◆ OBJECTIVE ◆
Pull out every line in the records below that contains the word "white", copying each line whole. Case counts, so only lines with that exact capitalization qualify.

··· DATA EXCERPTS ···

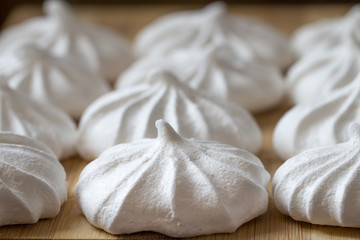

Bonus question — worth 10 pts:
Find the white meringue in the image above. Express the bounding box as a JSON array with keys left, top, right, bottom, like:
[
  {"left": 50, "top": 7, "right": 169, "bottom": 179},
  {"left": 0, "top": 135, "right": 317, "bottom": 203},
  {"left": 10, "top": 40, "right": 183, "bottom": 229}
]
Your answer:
[
  {"left": 76, "top": 120, "right": 270, "bottom": 237},
  {"left": 135, "top": 2, "right": 292, "bottom": 69},
  {"left": 292, "top": 5, "right": 360, "bottom": 56},
  {"left": 273, "top": 123, "right": 360, "bottom": 227},
  {"left": 0, "top": 0, "right": 133, "bottom": 80},
  {"left": 0, "top": 80, "right": 77, "bottom": 159},
  {"left": 273, "top": 74, "right": 360, "bottom": 159},
  {"left": 116, "top": 45, "right": 284, "bottom": 112},
  {"left": 77, "top": 71, "right": 262, "bottom": 160},
  {"left": 0, "top": 132, "right": 67, "bottom": 226},
  {"left": 0, "top": 43, "right": 109, "bottom": 118},
  {"left": 286, "top": 43, "right": 360, "bottom": 103}
]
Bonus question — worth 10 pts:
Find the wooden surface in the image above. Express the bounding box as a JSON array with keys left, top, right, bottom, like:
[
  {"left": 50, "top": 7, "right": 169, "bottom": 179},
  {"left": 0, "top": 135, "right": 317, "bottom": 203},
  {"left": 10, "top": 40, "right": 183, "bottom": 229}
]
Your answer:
[{"left": 0, "top": 2, "right": 360, "bottom": 239}]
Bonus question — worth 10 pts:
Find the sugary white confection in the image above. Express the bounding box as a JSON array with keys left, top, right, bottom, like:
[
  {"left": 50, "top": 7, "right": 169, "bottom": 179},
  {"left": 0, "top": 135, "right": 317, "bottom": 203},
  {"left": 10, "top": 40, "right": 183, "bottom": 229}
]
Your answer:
[
  {"left": 273, "top": 123, "right": 360, "bottom": 227},
  {"left": 0, "top": 43, "right": 109, "bottom": 118},
  {"left": 0, "top": 132, "right": 67, "bottom": 226},
  {"left": 0, "top": 80, "right": 76, "bottom": 159},
  {"left": 273, "top": 74, "right": 360, "bottom": 159},
  {"left": 76, "top": 120, "right": 270, "bottom": 237},
  {"left": 0, "top": 0, "right": 133, "bottom": 80},
  {"left": 77, "top": 71, "right": 262, "bottom": 160},
  {"left": 286, "top": 42, "right": 360, "bottom": 103},
  {"left": 135, "top": 2, "right": 292, "bottom": 69},
  {"left": 116, "top": 45, "right": 284, "bottom": 112},
  {"left": 292, "top": 5, "right": 360, "bottom": 56}
]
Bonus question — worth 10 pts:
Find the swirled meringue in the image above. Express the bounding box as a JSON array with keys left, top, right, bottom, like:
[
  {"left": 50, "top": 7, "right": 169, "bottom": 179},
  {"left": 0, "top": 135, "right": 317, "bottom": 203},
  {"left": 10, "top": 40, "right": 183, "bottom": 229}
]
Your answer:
[
  {"left": 76, "top": 120, "right": 270, "bottom": 237},
  {"left": 291, "top": 5, "right": 360, "bottom": 56},
  {"left": 273, "top": 123, "right": 360, "bottom": 227},
  {"left": 116, "top": 45, "right": 284, "bottom": 112},
  {"left": 286, "top": 43, "right": 360, "bottom": 103},
  {"left": 0, "top": 132, "right": 67, "bottom": 226},
  {"left": 273, "top": 74, "right": 360, "bottom": 159},
  {"left": 135, "top": 2, "right": 292, "bottom": 68},
  {"left": 0, "top": 43, "right": 109, "bottom": 118},
  {"left": 0, "top": 80, "right": 77, "bottom": 159},
  {"left": 77, "top": 71, "right": 262, "bottom": 160},
  {"left": 0, "top": 0, "right": 133, "bottom": 80}
]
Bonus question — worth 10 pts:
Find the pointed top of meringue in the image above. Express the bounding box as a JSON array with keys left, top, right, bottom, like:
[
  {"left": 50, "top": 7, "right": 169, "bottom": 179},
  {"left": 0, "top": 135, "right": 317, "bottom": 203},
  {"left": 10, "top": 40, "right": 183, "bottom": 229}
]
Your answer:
[{"left": 155, "top": 119, "right": 183, "bottom": 142}]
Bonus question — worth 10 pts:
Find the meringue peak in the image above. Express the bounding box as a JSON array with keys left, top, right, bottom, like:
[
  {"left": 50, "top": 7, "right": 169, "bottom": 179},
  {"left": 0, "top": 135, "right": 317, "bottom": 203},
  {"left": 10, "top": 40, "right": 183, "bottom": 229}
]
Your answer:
[
  {"left": 349, "top": 122, "right": 360, "bottom": 143},
  {"left": 155, "top": 119, "right": 183, "bottom": 142}
]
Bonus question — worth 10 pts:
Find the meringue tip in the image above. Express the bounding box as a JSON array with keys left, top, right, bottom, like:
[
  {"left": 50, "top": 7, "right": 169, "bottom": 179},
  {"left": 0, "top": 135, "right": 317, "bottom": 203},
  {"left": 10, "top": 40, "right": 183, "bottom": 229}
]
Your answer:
[
  {"left": 204, "top": 1, "right": 227, "bottom": 18},
  {"left": 349, "top": 122, "right": 360, "bottom": 141},
  {"left": 155, "top": 119, "right": 182, "bottom": 141},
  {"left": 148, "top": 68, "right": 180, "bottom": 85},
  {"left": 43, "top": 0, "right": 71, "bottom": 17}
]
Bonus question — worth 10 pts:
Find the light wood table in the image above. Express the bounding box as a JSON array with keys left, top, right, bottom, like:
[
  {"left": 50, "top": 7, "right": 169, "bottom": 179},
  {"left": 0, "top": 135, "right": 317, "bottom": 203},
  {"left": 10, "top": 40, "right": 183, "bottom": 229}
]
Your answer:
[{"left": 0, "top": 2, "right": 360, "bottom": 240}]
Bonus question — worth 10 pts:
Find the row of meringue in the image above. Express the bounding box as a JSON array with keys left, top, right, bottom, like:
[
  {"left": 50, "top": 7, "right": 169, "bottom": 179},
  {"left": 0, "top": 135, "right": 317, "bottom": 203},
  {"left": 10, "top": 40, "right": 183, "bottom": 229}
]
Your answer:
[
  {"left": 286, "top": 5, "right": 360, "bottom": 104},
  {"left": 0, "top": 0, "right": 292, "bottom": 115}
]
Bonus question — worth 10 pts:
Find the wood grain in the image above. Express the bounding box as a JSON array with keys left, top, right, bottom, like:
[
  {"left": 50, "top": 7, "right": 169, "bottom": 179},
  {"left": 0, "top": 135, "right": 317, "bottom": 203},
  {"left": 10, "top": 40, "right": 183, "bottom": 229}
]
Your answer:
[{"left": 0, "top": 2, "right": 360, "bottom": 240}]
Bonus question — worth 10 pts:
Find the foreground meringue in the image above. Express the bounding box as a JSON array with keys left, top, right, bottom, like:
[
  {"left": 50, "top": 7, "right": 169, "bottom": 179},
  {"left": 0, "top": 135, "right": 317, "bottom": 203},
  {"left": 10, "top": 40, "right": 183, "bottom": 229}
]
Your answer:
[
  {"left": 0, "top": 132, "right": 67, "bottom": 226},
  {"left": 292, "top": 5, "right": 360, "bottom": 56},
  {"left": 0, "top": 80, "right": 76, "bottom": 159},
  {"left": 273, "top": 74, "right": 360, "bottom": 159},
  {"left": 116, "top": 45, "right": 284, "bottom": 112},
  {"left": 135, "top": 2, "right": 292, "bottom": 68},
  {"left": 0, "top": 43, "right": 109, "bottom": 118},
  {"left": 286, "top": 42, "right": 360, "bottom": 103},
  {"left": 77, "top": 71, "right": 262, "bottom": 160},
  {"left": 0, "top": 0, "right": 133, "bottom": 80},
  {"left": 273, "top": 123, "right": 360, "bottom": 227},
  {"left": 76, "top": 120, "right": 270, "bottom": 237}
]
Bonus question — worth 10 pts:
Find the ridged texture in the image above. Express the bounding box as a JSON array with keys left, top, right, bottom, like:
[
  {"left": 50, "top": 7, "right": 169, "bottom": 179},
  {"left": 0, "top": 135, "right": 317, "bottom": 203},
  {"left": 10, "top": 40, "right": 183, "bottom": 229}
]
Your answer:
[
  {"left": 286, "top": 43, "right": 360, "bottom": 103},
  {"left": 0, "top": 0, "right": 133, "bottom": 80},
  {"left": 292, "top": 5, "right": 360, "bottom": 56},
  {"left": 76, "top": 120, "right": 270, "bottom": 237},
  {"left": 0, "top": 132, "right": 67, "bottom": 226},
  {"left": 0, "top": 83, "right": 76, "bottom": 159},
  {"left": 116, "top": 45, "right": 284, "bottom": 112},
  {"left": 77, "top": 71, "right": 262, "bottom": 160},
  {"left": 273, "top": 123, "right": 360, "bottom": 227},
  {"left": 273, "top": 74, "right": 360, "bottom": 159},
  {"left": 135, "top": 2, "right": 292, "bottom": 68},
  {"left": 0, "top": 44, "right": 109, "bottom": 118}
]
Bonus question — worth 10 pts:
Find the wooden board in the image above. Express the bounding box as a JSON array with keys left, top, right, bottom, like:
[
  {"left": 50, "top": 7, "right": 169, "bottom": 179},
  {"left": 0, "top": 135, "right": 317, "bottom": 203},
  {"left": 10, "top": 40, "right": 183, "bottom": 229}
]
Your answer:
[{"left": 0, "top": 2, "right": 360, "bottom": 240}]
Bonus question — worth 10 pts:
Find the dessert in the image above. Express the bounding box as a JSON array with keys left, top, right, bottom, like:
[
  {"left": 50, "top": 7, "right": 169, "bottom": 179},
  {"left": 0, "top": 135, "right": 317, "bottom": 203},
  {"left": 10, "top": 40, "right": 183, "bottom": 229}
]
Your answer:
[
  {"left": 76, "top": 120, "right": 270, "bottom": 237},
  {"left": 135, "top": 2, "right": 292, "bottom": 69},
  {"left": 0, "top": 43, "right": 109, "bottom": 118},
  {"left": 0, "top": 79, "right": 76, "bottom": 159},
  {"left": 273, "top": 123, "right": 360, "bottom": 227},
  {"left": 273, "top": 74, "right": 360, "bottom": 159},
  {"left": 116, "top": 45, "right": 284, "bottom": 112},
  {"left": 0, "top": 132, "right": 67, "bottom": 226},
  {"left": 0, "top": 0, "right": 133, "bottom": 80},
  {"left": 286, "top": 43, "right": 360, "bottom": 103},
  {"left": 77, "top": 70, "right": 262, "bottom": 160},
  {"left": 292, "top": 5, "right": 360, "bottom": 56}
]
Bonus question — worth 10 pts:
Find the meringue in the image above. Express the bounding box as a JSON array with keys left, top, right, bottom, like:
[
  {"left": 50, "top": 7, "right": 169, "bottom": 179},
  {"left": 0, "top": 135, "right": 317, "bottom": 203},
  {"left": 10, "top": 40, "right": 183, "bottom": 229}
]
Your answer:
[
  {"left": 273, "top": 123, "right": 360, "bottom": 227},
  {"left": 76, "top": 120, "right": 270, "bottom": 237},
  {"left": 286, "top": 43, "right": 360, "bottom": 104},
  {"left": 0, "top": 0, "right": 133, "bottom": 80},
  {"left": 77, "top": 70, "right": 262, "bottom": 160},
  {"left": 0, "top": 80, "right": 77, "bottom": 159},
  {"left": 273, "top": 74, "right": 360, "bottom": 159},
  {"left": 134, "top": 2, "right": 292, "bottom": 69},
  {"left": 116, "top": 45, "right": 284, "bottom": 112},
  {"left": 291, "top": 5, "right": 360, "bottom": 56},
  {"left": 0, "top": 132, "right": 67, "bottom": 226},
  {"left": 0, "top": 43, "right": 109, "bottom": 118}
]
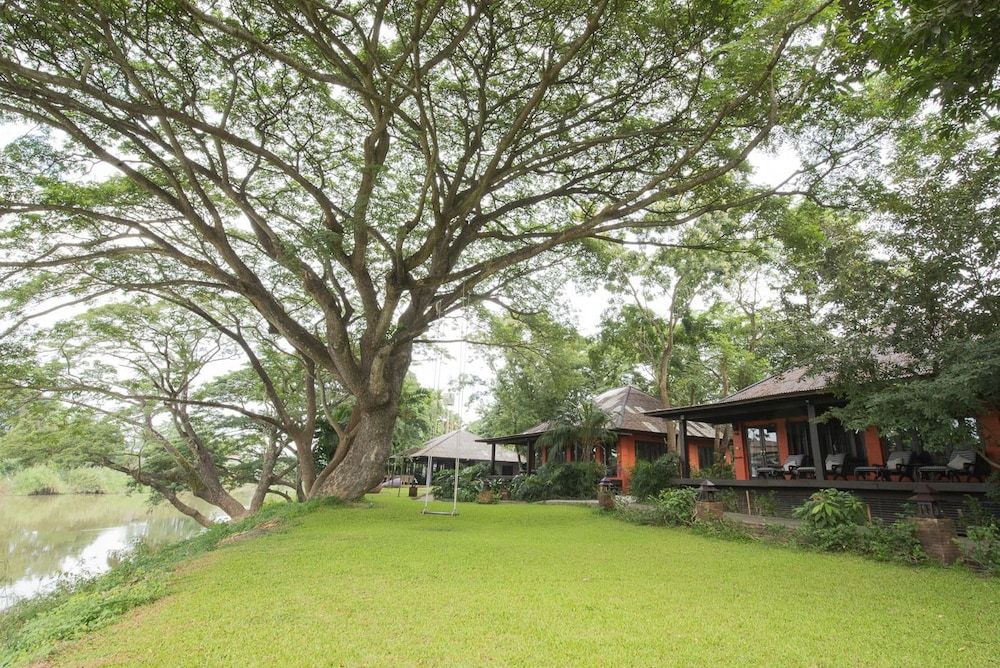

···

◆ CORRECT RESULT ◆
Find the white meringue in the image above. Express the bounding box as a JSON array with keys left, top, right, bottom, like:
Find the sugary white confection in the image above. Express the bounding box as a JSON array with keys left, top, right, bottom, like:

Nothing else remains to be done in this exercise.